Box Springs Mountain is said to have gotten its name during the 1880s. Teamsters with horse-drawn wagons would stop at a natural spring in an arroyo of the range to water their horses. A teamster surrounded it with a box to maintain water access, later giving the spring, Box Springs, and the range their names.

The letter "C" is embedded on the Riverside-facing side. The "Big C" was built in 1957, mostly by UC Riverside students. E.L. Yeager donated the materials for it. The "C" is approximately 1,500 feet above the UCR campus, and was the world's largest poured-concrete block letter, 132 feet high by 70 feet wide. The "C" is often vandalized with graffiti.

The letter "M" was embedded on the Moreno Valley side of the mountain in 1966 as a symbol of Moreno Valley High School which was then in the town of Sunnymead. The City of Moreno Valley was officially incorporated as a municipality on December 3, 1984, comprising Sunnymead, Edgemont and the little town of Moreno. The mountain with "M" were included on the new city logo. During the first week of December 2009 Moreno Valley and Southern California Edison lit up the "M" to celebrate the 25th anniversary of cityhood.

========

Transcribe the Box Springs Mountain passage word for word, covering the stretch from "Box Springs Mountain" through "range their names.".

========

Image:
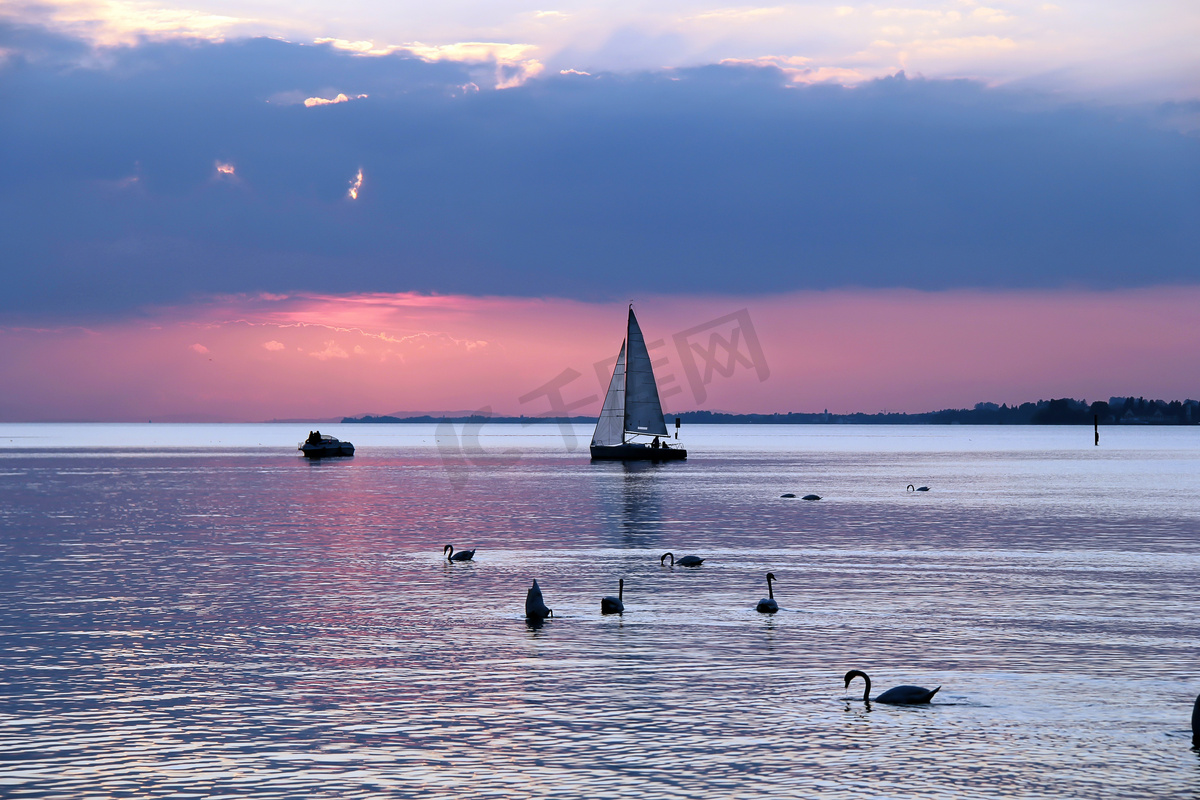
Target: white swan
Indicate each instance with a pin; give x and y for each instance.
(535, 608)
(687, 560)
(611, 605)
(768, 605)
(461, 555)
(895, 696)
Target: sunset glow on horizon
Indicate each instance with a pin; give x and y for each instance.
(319, 356)
(269, 214)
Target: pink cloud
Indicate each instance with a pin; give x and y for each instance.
(328, 355)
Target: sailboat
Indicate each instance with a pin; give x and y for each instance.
(631, 410)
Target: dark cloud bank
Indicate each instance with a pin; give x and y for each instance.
(708, 180)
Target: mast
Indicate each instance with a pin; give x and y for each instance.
(643, 410)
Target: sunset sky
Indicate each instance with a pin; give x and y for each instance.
(249, 210)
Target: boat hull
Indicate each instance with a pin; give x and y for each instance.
(328, 450)
(636, 452)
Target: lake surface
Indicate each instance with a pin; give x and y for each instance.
(197, 611)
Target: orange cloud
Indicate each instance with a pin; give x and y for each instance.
(340, 98)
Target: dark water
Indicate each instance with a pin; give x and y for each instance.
(195, 611)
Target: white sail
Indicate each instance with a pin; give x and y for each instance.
(611, 425)
(643, 411)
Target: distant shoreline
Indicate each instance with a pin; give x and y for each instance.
(1117, 410)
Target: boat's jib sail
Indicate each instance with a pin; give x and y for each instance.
(611, 425)
(643, 411)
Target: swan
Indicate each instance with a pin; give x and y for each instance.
(895, 696)
(611, 605)
(687, 560)
(768, 605)
(461, 555)
(534, 606)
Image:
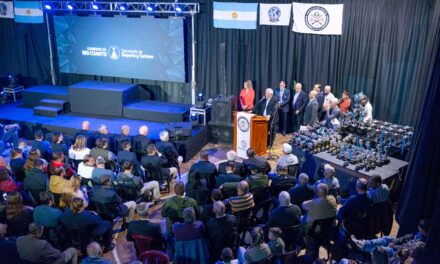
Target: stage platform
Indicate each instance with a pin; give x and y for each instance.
(70, 123)
(157, 111)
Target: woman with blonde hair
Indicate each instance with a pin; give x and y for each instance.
(73, 190)
(247, 96)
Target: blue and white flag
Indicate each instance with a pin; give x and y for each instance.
(6, 9)
(28, 12)
(235, 15)
(275, 14)
(317, 18)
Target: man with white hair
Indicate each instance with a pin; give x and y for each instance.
(231, 156)
(94, 255)
(333, 114)
(288, 158)
(141, 142)
(286, 214)
(268, 107)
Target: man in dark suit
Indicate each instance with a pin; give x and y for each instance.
(32, 248)
(268, 107)
(207, 170)
(299, 103)
(145, 228)
(311, 111)
(141, 142)
(283, 96)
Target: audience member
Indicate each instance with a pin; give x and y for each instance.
(207, 170)
(276, 243)
(243, 201)
(190, 229)
(231, 157)
(42, 145)
(94, 255)
(286, 214)
(146, 228)
(378, 191)
(323, 206)
(302, 191)
(77, 218)
(8, 247)
(33, 249)
(16, 215)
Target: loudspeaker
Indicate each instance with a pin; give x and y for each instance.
(221, 133)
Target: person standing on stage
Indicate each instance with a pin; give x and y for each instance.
(283, 95)
(247, 96)
(345, 102)
(311, 110)
(299, 103)
(268, 107)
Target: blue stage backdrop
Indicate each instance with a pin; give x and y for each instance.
(140, 48)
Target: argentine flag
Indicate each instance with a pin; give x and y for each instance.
(235, 15)
(28, 12)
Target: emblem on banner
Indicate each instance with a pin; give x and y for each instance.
(274, 14)
(243, 124)
(317, 18)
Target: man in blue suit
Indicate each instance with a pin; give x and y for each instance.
(283, 95)
(299, 103)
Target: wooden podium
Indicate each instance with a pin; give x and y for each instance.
(258, 129)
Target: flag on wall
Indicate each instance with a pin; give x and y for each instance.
(6, 9)
(317, 18)
(275, 14)
(28, 12)
(235, 15)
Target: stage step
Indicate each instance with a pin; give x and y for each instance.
(47, 111)
(55, 103)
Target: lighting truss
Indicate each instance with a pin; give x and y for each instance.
(137, 8)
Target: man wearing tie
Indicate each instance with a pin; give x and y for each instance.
(299, 103)
(268, 107)
(283, 95)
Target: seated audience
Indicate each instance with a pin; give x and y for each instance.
(126, 179)
(16, 164)
(7, 184)
(330, 180)
(141, 142)
(378, 191)
(77, 218)
(79, 150)
(190, 229)
(33, 249)
(73, 190)
(100, 170)
(398, 250)
(86, 167)
(232, 156)
(42, 145)
(146, 228)
(173, 208)
(45, 213)
(286, 214)
(302, 191)
(228, 176)
(243, 201)
(288, 158)
(94, 255)
(123, 137)
(255, 161)
(276, 243)
(16, 215)
(8, 247)
(207, 169)
(36, 179)
(323, 206)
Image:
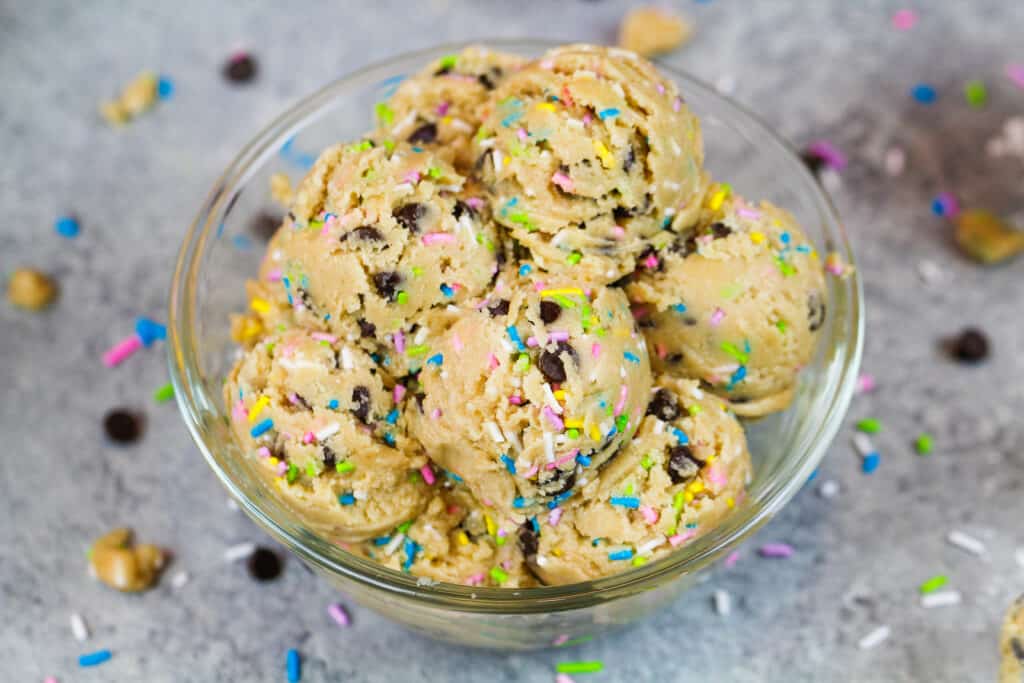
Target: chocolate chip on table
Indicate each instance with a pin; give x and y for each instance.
(664, 406)
(970, 346)
(264, 564)
(426, 133)
(241, 68)
(123, 426)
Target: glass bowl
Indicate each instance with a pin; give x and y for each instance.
(220, 251)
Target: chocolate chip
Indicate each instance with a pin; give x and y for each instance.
(970, 346)
(682, 465)
(241, 69)
(123, 426)
(360, 396)
(550, 311)
(264, 564)
(367, 329)
(386, 283)
(409, 215)
(501, 307)
(426, 133)
(664, 406)
(529, 542)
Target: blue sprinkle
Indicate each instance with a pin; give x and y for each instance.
(67, 227)
(93, 658)
(165, 87)
(150, 331)
(293, 667)
(261, 428)
(924, 93)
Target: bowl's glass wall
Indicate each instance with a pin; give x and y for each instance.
(222, 251)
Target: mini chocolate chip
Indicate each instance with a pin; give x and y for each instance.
(501, 307)
(123, 426)
(264, 564)
(970, 346)
(550, 311)
(529, 543)
(367, 329)
(241, 69)
(682, 465)
(664, 406)
(386, 283)
(360, 396)
(409, 215)
(426, 133)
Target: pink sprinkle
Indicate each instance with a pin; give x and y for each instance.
(438, 239)
(120, 351)
(904, 19)
(775, 550)
(338, 613)
(649, 514)
(555, 421)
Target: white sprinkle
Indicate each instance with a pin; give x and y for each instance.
(240, 552)
(967, 543)
(875, 638)
(940, 599)
(829, 488)
(78, 627)
(895, 161)
(723, 603)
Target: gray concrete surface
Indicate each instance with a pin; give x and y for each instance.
(835, 70)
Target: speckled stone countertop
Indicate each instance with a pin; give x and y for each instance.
(837, 71)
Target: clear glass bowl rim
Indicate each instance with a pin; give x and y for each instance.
(192, 395)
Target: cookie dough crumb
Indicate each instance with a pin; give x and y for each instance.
(281, 188)
(31, 289)
(649, 31)
(120, 563)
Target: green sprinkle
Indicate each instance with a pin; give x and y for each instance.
(869, 425)
(933, 584)
(164, 393)
(580, 667)
(976, 93)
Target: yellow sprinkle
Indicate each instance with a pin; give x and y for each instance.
(258, 407)
(607, 161)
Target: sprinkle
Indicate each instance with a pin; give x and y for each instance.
(122, 350)
(293, 667)
(93, 658)
(78, 628)
(875, 638)
(775, 550)
(580, 667)
(966, 543)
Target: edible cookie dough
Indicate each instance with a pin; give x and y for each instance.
(314, 414)
(441, 107)
(589, 154)
(683, 471)
(737, 303)
(374, 240)
(532, 391)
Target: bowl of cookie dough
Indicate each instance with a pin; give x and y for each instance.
(524, 341)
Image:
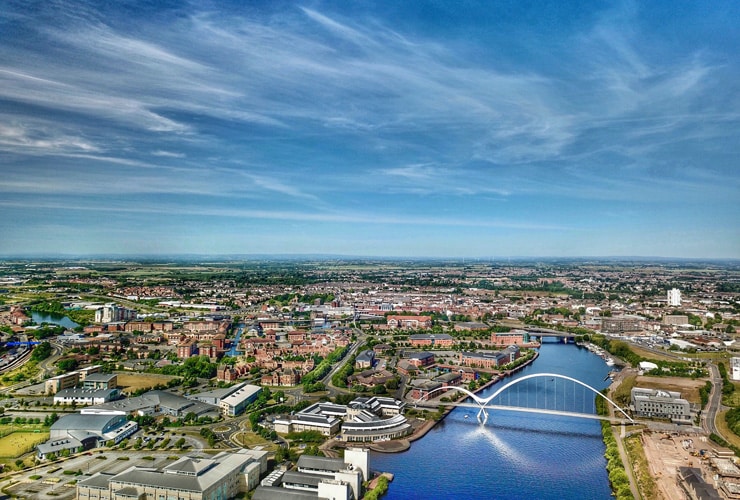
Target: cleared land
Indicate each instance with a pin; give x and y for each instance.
(130, 382)
(689, 388)
(724, 429)
(650, 354)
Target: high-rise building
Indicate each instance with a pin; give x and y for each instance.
(674, 297)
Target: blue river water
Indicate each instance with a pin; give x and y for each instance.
(514, 455)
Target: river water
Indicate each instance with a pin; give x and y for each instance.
(515, 455)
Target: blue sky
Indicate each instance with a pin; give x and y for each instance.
(436, 128)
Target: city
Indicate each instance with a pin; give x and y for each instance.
(270, 363)
(330, 249)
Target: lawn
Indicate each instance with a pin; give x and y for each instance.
(18, 443)
(251, 439)
(130, 382)
(733, 399)
(640, 468)
(725, 431)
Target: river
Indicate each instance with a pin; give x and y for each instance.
(515, 455)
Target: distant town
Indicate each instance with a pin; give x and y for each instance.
(278, 378)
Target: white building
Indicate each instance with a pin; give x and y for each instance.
(235, 403)
(674, 297)
(735, 368)
(319, 478)
(111, 313)
(656, 403)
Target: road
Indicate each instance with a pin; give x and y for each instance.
(714, 406)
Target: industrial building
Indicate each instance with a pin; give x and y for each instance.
(319, 478)
(222, 476)
(85, 431)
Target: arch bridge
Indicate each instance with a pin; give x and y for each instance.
(547, 398)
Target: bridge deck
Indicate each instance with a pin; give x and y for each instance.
(546, 411)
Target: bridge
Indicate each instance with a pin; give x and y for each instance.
(548, 393)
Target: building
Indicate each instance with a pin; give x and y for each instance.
(61, 382)
(621, 324)
(319, 478)
(735, 368)
(79, 431)
(157, 403)
(365, 359)
(410, 322)
(111, 313)
(100, 381)
(235, 403)
(675, 319)
(222, 476)
(516, 337)
(72, 379)
(421, 389)
(490, 359)
(324, 418)
(656, 403)
(431, 340)
(82, 396)
(674, 297)
(420, 359)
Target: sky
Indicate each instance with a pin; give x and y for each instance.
(411, 129)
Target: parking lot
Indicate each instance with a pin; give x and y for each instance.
(58, 479)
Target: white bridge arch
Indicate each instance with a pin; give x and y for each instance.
(484, 402)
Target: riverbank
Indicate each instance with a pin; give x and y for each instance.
(400, 445)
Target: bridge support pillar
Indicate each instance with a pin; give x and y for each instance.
(482, 416)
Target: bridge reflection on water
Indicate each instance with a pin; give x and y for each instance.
(549, 393)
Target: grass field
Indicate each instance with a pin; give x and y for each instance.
(724, 429)
(638, 461)
(734, 398)
(18, 443)
(130, 382)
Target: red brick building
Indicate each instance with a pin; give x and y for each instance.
(409, 322)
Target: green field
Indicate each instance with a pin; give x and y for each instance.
(20, 442)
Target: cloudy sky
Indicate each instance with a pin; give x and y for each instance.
(387, 128)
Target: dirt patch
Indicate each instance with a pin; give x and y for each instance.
(689, 388)
(665, 453)
(130, 382)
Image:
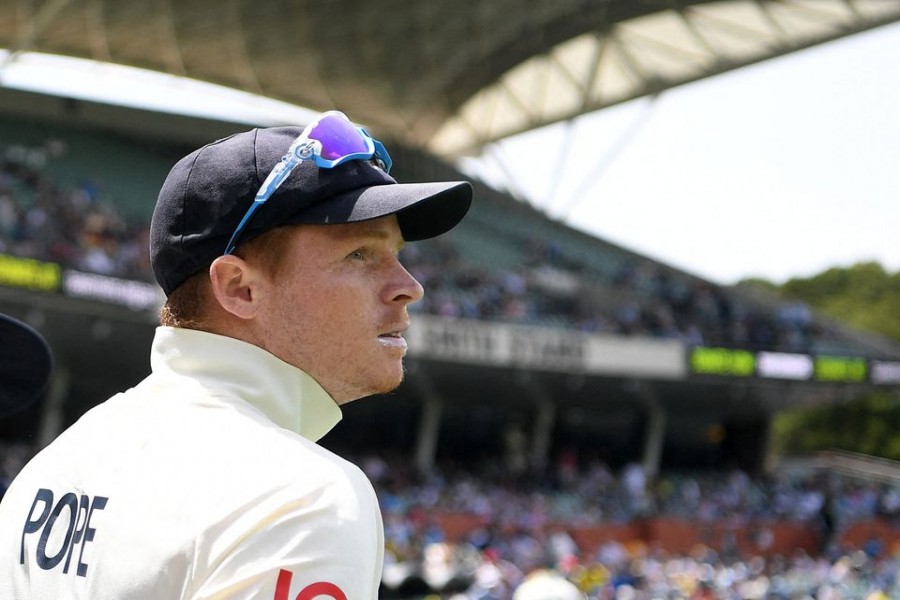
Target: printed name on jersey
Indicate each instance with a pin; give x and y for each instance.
(323, 589)
(70, 515)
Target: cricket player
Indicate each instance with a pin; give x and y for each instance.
(278, 253)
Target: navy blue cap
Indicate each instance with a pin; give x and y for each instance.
(25, 365)
(207, 193)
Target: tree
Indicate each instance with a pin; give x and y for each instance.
(867, 297)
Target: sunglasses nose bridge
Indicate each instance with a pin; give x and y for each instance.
(307, 148)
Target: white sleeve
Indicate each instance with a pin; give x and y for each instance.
(328, 543)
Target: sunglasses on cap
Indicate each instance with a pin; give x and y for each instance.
(330, 140)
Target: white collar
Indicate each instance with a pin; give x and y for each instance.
(283, 393)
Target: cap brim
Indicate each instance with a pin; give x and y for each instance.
(25, 365)
(424, 210)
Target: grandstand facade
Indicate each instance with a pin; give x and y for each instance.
(534, 340)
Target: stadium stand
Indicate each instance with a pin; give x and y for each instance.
(483, 514)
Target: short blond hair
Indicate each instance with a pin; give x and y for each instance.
(187, 305)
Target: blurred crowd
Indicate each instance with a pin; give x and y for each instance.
(526, 524)
(640, 298)
(78, 227)
(69, 225)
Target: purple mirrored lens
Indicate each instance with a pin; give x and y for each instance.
(338, 137)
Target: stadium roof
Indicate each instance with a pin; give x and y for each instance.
(440, 75)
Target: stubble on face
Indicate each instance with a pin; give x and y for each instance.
(339, 318)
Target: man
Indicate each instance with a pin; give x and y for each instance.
(285, 299)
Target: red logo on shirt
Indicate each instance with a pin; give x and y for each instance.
(313, 590)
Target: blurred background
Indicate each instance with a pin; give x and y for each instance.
(660, 358)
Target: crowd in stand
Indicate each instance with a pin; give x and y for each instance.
(527, 520)
(77, 227)
(69, 225)
(522, 533)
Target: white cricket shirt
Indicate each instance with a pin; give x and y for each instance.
(204, 481)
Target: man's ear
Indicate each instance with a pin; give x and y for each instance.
(235, 285)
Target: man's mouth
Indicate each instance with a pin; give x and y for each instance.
(393, 339)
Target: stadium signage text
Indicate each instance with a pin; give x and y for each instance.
(136, 295)
(29, 273)
(793, 366)
(541, 348)
(722, 361)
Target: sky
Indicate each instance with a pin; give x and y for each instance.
(778, 170)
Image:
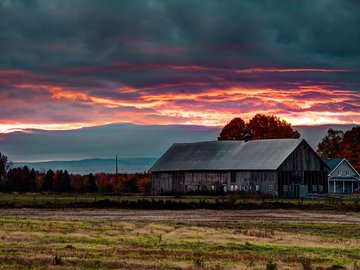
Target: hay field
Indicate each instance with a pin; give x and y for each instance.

========

■ Result of this exercise ■
Box Springs Mountain is said to have gotten its name during the 1880s. Teamsters with horse-drawn wagons would stop at a natural spring in an arroyo of the range to water their horses. A teamster surrounded it with a box to maintain water access, later giving the spring, Box Springs, and the range their names.